(Records of labeled points)
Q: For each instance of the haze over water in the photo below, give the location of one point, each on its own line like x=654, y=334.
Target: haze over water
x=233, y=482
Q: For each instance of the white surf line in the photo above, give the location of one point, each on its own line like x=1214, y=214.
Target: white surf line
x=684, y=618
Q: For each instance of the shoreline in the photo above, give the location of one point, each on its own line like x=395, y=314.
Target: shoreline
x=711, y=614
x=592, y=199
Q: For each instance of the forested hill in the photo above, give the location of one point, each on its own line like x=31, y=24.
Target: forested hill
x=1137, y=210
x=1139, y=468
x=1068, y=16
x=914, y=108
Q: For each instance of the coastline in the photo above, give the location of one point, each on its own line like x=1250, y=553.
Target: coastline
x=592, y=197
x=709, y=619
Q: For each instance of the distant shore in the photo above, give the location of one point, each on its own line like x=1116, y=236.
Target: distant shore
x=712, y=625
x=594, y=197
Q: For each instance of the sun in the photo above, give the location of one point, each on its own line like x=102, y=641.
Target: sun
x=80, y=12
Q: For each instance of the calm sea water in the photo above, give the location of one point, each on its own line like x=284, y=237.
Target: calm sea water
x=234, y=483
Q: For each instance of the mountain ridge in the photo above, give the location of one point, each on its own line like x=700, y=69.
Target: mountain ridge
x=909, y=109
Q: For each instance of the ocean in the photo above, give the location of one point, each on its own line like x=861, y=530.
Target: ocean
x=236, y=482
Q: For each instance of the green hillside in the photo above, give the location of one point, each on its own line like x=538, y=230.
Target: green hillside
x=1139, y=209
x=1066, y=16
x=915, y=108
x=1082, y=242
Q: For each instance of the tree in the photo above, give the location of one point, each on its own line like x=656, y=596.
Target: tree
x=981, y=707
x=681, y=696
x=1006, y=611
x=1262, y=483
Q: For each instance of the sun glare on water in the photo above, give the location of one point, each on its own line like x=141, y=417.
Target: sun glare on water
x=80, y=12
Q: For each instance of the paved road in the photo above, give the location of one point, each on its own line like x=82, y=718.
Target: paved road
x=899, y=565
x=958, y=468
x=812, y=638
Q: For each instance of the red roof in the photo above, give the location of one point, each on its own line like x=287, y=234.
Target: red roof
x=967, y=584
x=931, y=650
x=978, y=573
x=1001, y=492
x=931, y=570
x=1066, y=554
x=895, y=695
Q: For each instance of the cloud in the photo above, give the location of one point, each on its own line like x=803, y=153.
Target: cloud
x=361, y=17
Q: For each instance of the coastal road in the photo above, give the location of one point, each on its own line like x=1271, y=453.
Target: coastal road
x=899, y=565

▶ [DO THIS] Put the lines from the one holding "Q: For each instance of the cloud" through the end of the records into a Markdown table with the columns Row and Line, leaving out blank lines.

▶ [FINISHED TASK]
| Row | Line |
|---|---|
| 1 | Q: For each instance of the cloud in the photo above, give the location of one point, each on its own line like x=803, y=153. |
| 2 | Target: cloud |
| 3 | x=361, y=17 |
| 4 | Q: For each instance of the coastal road in the photo above, give the location of one point, each on its own line like x=1271, y=453. |
| 5 | Target: coastal road |
| 6 | x=899, y=565 |